Goal of the exercise: According to the text on Late Turonian microfossils in the Songliao Basin, what was the climate like in the basin during the Late Turonian?

Text provided:
---------------

OJG  Vol.9 No.10 , September 2019
Late Turonian Microfossils and Paleoclimate in the Songliao Basin, NE China
ABSTRACT
Although the paleoclimate of the marine Cretaceous has been well studied, the paleoclimate of the non-marine is still not well understood. The Songliao Basin was one of the largest non-marine rift basins during Cretaceous. The Well-preserved Cretaceous lacustrine deposits in this basin provide a unique opportunity to study terrestrial paleoenvironments and paleoclimate during the Late Cretaceous. Here, the microfossils from the Late Turonian Qingshankou Formation of the Songliao Basin were used to investigate the paleoenvironments and paleoclimate of east Asia. There are two spore and pollen assemblages recognized: a Cedripites-Cyathidites-Classopollis assemblage from Upper Member 1, and a Cedripites-Cyathidites-Classopollis assemblage from Lower Member 2 of the Qingshankou Formation, respectively. Besides, relatively abundant ostracods have been identified. In the Songliao Basin, the climate was relatively warm and wet during Late Turonian, with good source rock deposited in the Songliao lake.

1. Introduction

The Songliao Basin was one of the largest non-marine rift basins during Cretaceous [1] . Widespread deposits in the basin are mainly composed of clastic sediments which contain abundant fossils, such as spore and pollen, clam shrimps, ostracods, gastropod, bivalves and vertebrates. These spore and pollen fossils provide us valuable information about Cretaceous climate changes and biotic responses in a greenhouse environment. Although the paleoclimate of the marine Cretaceous has been well studied [2] [3] , the paleoclimate of the non-marine is still not well understood. The Well-preserved Cretaceous lacustrine deposits in this basin provide a unique opportunity to study terrestrial paleoenvironments and paleoclimate during the Late Cretaceous [4] [5] . Here, the microfossils from the Late Turonian Qingshankou Formation of the Songliao Basin were used to study the paleoenvironments and paleoclimate of East Asia.

---------------

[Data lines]
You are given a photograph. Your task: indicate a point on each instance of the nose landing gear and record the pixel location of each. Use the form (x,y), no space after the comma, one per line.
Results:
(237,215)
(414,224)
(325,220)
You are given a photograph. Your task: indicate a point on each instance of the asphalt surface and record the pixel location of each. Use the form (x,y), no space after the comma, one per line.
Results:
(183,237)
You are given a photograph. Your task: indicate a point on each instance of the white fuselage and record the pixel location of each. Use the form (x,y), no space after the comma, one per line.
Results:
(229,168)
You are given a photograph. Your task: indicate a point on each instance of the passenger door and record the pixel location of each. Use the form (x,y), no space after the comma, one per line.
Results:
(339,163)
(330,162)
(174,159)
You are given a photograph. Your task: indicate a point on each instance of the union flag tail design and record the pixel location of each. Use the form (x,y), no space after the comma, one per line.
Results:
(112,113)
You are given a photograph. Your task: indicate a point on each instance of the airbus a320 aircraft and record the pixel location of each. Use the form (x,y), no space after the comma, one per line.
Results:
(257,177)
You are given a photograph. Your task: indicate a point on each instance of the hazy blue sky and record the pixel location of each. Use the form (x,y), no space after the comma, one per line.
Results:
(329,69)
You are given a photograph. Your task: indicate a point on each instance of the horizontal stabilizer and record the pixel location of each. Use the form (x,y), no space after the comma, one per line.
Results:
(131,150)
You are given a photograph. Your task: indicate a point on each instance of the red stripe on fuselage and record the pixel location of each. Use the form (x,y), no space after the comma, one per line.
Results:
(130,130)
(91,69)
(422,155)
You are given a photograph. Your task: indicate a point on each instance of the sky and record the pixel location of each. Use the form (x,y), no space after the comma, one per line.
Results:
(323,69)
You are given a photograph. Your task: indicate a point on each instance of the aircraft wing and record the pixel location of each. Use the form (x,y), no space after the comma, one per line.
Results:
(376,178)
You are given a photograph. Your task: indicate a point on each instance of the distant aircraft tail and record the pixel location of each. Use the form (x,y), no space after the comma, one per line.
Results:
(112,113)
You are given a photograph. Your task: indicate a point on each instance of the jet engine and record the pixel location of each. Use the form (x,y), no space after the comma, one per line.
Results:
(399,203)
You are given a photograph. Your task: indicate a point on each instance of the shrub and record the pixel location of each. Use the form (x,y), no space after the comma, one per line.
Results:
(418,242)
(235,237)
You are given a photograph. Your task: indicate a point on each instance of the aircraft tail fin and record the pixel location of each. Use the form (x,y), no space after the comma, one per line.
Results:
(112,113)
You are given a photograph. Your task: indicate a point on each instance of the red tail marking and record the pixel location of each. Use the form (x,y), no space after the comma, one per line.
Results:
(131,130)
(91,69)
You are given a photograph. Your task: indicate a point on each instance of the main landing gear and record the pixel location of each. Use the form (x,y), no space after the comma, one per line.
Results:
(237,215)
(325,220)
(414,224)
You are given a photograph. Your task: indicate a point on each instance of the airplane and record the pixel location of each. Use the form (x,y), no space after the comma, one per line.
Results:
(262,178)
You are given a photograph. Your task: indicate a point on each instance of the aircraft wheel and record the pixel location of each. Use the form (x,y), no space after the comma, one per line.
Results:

---------------

Completed exercise: Relatively warm and wet.